▶ _EXTRAIT DU DOCUMENT_:

On la connaît pour un simple mal de tête, un début de fièvre. Et pourtant, la modeste aspirine pourrait bien bouleverser le traitement d’un des cancers les plus redoutables. Une étude d’envergure, publiée dans la prestigieuse revue New England Journal of Medicine, révèle qu’une faible dose quotidienne divise par deux le risque de récidive du cancer colorectal pour une partie des patients opérés. Une nouvelle qui redonne espoir, là où on ne l’attendait pas.
Une intuition enfin confirmée par la science
L’aspirine, plus que centenaire, n’en finit pas de surprendre. L’idée qu’elle puisse jouer un rôle protecteur contre certains cancers n’est pas tout à fait nouvelle ; des études observationnelles semaient le doute, et l’espoir, depuis des années. Mais il manquait la preuve, l’essai clinique solide capable de transformer l’intuition en certitude médicale. Ce chaînon manquant vient peut-être d’être trouvé.
ALASCCA, l'étude qui change la donne
Cette preuve, c’est l’étude ALASCCA qui semble l’apporter. Menée dans une trentaine d’hôpitaux en Suède, Norvège, Danemark et Finlande, elle a suivi plus de 3 500 personnes opérées d’un cancer du côlon ou du rectum. La méthode était simple et rigoureuse : pendant trois ans, un groupe a reçu 160 mg d’aspirine par jour, l’autre un simple placebo, sans que ni les patients ni les médecins ne sachent qui prenait quoi. Les résultats parlent d’eux-mêmes.
La clé : une simple mutation génétique
Mais voilà le point crucial : le traitement n’est pas pour tout le monde. Son efficacité spectaculaire ne concerne qu’un groupe bien précis : les patients dont la tumeur présente une mutation sur un gène appelé PI3K, soit environ un tiers des cas. Chez eux, le risque de voir la maladie revenir a chuté de 14 % à seulement 7,7 %. Comme le souligne la professeure Anna Martling, qui a supervisé l’étude, « c’est un exemple clair de médecine de précision », où la génétique guide le traitement.

▶ _DONNÉES ENREGISTRÉES_:

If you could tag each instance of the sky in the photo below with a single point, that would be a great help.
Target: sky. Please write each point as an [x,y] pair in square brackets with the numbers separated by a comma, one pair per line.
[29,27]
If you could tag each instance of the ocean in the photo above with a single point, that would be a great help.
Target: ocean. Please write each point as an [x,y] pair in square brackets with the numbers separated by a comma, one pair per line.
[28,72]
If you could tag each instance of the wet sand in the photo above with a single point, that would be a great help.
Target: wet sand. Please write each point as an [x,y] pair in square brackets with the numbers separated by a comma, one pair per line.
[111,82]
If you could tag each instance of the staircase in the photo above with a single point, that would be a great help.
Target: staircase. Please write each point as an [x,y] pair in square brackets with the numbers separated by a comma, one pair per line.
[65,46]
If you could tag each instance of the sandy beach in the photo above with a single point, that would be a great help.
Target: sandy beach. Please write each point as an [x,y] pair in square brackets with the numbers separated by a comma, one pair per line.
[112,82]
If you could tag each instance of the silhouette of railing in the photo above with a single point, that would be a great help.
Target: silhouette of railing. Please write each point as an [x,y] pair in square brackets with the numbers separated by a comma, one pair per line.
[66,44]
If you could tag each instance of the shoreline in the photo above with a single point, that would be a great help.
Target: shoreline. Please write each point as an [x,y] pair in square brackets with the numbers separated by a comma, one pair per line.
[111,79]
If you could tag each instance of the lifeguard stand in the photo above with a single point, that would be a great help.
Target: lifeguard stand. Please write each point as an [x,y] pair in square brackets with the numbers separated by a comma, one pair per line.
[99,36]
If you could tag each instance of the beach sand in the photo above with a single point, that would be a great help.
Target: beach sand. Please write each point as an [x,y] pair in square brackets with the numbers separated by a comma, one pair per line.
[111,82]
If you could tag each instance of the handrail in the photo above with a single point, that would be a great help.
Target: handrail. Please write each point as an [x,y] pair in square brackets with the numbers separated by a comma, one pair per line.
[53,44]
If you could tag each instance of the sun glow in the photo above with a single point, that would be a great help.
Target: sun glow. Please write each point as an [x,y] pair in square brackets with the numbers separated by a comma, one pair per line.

▶ _CONSIGNES_:
- 1) Répondez à ces questions sur l'article consacré à l'aspirine et au cancer colorectal :
(a) Dans quelle revue l'étude a-t-elle été publiée ?
(b) Quelle dose d'aspirine un groupe a-t-il reçue chaque jour ?
(c) Sur quel gène porte la mutation des patients concernés ?
- 2) Recopiez le passage de l'article sur l'aspirine qui commence aux mots « Une intuition enfin » et s'arrête après « peut-être d’être trouvé. », en substituant « étude randomisée » à « essai clinique ».
- 3) Reprenez l'article sur l'aspirine et le cancer colorectal là où il s'arrête, et poursuivez-le.
Les items ne jouent ici aucun rôle.

▶ _CORRIGÉS_:
- 1)
(a) Dans le New England Journal of Medicine.
(b) 160 mg par jour.
(c) Sur le gène PI3K.

- 2)
Une intuition enfin confirmée par la science
L’aspirine, plus que centenaire, n’en finit pas de surprendre. L’idée qu’elle puisse jouer un rôle protecteur contre certains cancers n’est pas tout à fait nouvelle ; des études observationnelles semaient le doute, et l’espoir, depuis des années. Mais il manquait la preuve, l’étude randomisée solide capable de transformer l’intuition en certitude médicale. Ce chaînon manquant vient peut-être d’être trouvé.

- 3)
Quand la science rencontre la vie réelle
Concrètement, qu’est-ce que cela signifie ? Imaginons un patient, appelons-le Paul, 62 ans, opéré et porteur de cette fameuse mutation. Hier, il vivait avec une chance sur sept de rechuter dans les trois ans. Aujourd’hui, avec un comprimé à quelques centimes par jour, ce risque est quasiment divisé par deux. C’est la perspective d’éviter une nouvelle chimiothérapie, ses effets lourds, et de reprendre une vie plus sereine.
Un rappel nécessaire sur le cancer colorectal
Il est bon de rappeler de quoi l’on parle. Ce cancer, l’un des plus fréquents, naît souvent de petites excroissances, les polypes, sur la paroi de l’intestin. Les signaux d’alerte – troubles du transit, saignements inexpliqués, fatigue anormale – ne doivent jamais être ignorés. L’âge, les antécédents familiaux ou encore l’alimentation jouent un rôle. Mais la bonne nouvelle, c’est que dépisté à temps, via un test ou une coloscopie, il se guérit dans neuf cas sur dix.
Prudence et perspectives d'avenir
Malgré l’enthousiasme, les médecins appellent à la raison. Prescrire de l’aspirine à tous serait une erreur potentiellement dangereuse. Le médicament fluidifie le sang et augmente le risque de saignements, parfois graves. L’étude elle-même le montre : 16,8 % des patients sous aspirine ont connu des complications hémorragiques, contre 11,6 % dans le groupe placebo. Pas question, donc, de se lancer dans l’automédication.
vers une médecine de précision pour tous ?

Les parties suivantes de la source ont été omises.